**Set task**
Copy out every line of the records below word for word, keeping each line as it is.

**Collection entries**
START

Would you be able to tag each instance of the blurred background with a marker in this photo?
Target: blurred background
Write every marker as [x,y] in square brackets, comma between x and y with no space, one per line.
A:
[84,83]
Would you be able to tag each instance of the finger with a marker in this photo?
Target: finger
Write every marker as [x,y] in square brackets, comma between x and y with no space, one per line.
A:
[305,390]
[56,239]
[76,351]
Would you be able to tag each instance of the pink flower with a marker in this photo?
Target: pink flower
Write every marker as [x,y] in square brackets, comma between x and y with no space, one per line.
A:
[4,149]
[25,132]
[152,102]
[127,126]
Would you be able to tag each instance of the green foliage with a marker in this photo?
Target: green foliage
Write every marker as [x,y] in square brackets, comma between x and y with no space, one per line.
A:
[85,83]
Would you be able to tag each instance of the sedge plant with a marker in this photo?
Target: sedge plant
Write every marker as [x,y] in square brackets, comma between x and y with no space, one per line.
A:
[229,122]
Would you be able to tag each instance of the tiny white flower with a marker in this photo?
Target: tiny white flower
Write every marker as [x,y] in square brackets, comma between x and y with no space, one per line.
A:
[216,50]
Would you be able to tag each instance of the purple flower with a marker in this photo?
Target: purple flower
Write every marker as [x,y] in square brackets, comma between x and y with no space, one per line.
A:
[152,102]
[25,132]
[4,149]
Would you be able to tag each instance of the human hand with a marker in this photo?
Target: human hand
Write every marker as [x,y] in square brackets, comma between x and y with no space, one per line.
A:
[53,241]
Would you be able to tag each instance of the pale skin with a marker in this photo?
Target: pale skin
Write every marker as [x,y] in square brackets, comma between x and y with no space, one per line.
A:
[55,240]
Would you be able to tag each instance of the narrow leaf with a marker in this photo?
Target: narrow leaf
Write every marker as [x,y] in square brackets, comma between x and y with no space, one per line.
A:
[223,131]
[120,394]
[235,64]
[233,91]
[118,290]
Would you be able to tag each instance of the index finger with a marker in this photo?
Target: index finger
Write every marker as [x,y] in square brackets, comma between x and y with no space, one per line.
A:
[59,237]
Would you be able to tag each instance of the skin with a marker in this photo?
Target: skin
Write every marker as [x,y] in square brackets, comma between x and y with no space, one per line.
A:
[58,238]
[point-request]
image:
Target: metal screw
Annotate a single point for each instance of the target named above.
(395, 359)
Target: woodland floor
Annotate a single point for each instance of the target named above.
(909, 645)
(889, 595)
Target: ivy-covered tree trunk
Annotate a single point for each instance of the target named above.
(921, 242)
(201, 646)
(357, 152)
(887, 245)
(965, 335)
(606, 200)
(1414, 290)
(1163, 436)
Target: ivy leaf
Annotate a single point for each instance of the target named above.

END

**The output**
Would you be able to tag each instance of the blurred background with a marker in this photo?
Target: blurred background
Write every marker as [x,y] in square brackets, comma between x and y with no space, one per line.
A:
[84,83]
Would you be able to tag each instance of the finger with a marker in this photo?
Target: finger
Write every marker as [x,y] in square brackets, comma between x and y with no space, one per line.
A:
[305,390]
[56,239]
[76,351]
Would you be able to tag each instance of the pink flower with a marker in this photo?
Target: pink flower
Write every marker as [x,y] in square brackets, comma between x and y with no space, one per line.
A:
[4,149]
[25,132]
[152,102]
[127,126]
Would you be able to tag each instance of the green foliage with a marker in this photo?
Target: green foliage
Write every marker as [x,y] in square brackets, comma between x and y with no space, one per line.
A:
[85,83]
Would you be able to tag each instance of the sedge plant with a marker in this photo?
Target: sedge plant
Write every marker as [x,y] in square brackets, comma between x and y with no space, one per line.
A:
[229,122]
Would you be able to tag each instance of the tiny white flower with a marker in this photo?
Target: tiny white flower
Write every marker as [x,y] in square brackets, comma between x and y with no space, one per line.
A:
[216,50]
Would you be able to tag each instance of the purple flower with a marker in this photo?
Target: purple flower
Write every marker as [x,y] in square brackets, comma between x and y with no space, one per line.
A:
[152,102]
[25,132]
[4,149]
Would you be able to tag each instance of the human hand with a marker in this photo?
Target: human hand
Write every marker as [x,y] in square brackets, comma between x and y with no space, one per line.
A:
[53,241]
Would you be able to tag each instance of the pale skin with a marker in this photo?
Target: pale skin
Write every marker as [x,y] in square brackets, comma between x and y with no space, one per line.
A:
[55,240]
Would you be able to tag each instance of the narrow leaf with a marker in this photo?
Target: narrow leaf
Write every marker as [x,y] in square brackets, comma between x and y with no space, one per line.
A:
[223,131]
[120,394]
[235,64]
[233,91]
[118,290]
Would you be able to tag each instance of the index finger with a marker in this photo?
Target: index finger
Write every marker as [x,y] in square brackets, comma between x and y with no space, one per line.
A:
[59,237]
Would you be able to tag each instance of the skin with a marker in this photo?
Target: skin
Write every marker as [x,y] in square brackets, comma between x and y with no space, one per line.
A:
[58,238]
[point-request]
image:
Target: metal screw
Annotate a single point for each instance of the target named above.
(395, 359)
Target: woodland floor
Annotate a single point for each instance of the target named above.
(909, 645)
(889, 595)
Target: ivy-covered tree trunk
Annotate a single point for each instance of the target named above.
(921, 242)
(201, 646)
(357, 152)
(887, 245)
(965, 335)
(606, 200)
(1414, 290)
(1163, 436)
Target: ivy leaf
Annotate a single point for each instance of the target named above.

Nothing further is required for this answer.